• _What is being asked_
Copy exactly the lines from the one containing "Then the output is a point for each instance." through the last line of the records below, including both, and leave out any pictures.

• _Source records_
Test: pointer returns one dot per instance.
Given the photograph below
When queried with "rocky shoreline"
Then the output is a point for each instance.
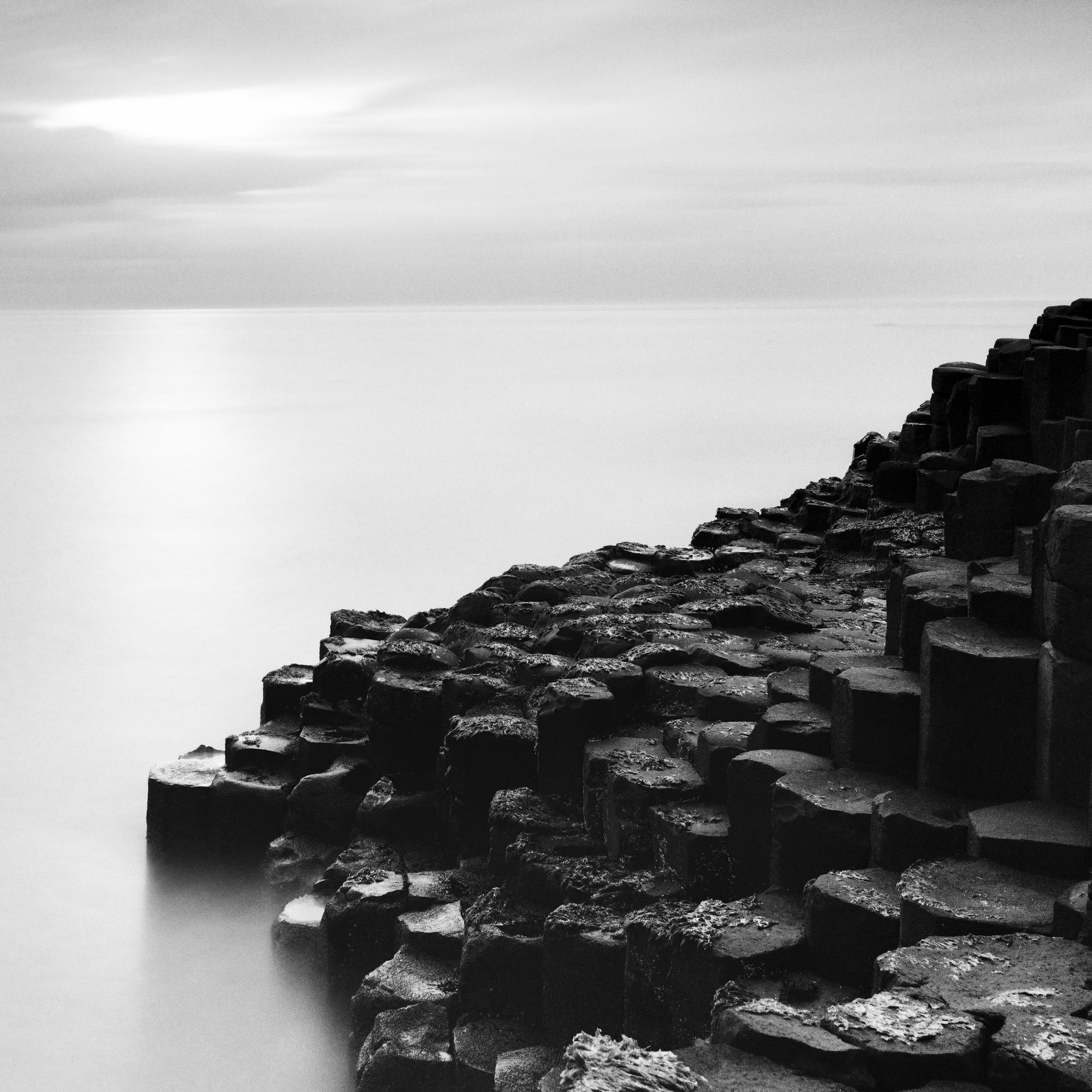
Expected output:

• _Exercise output_
Then the output is a point for each instance.
Expected output:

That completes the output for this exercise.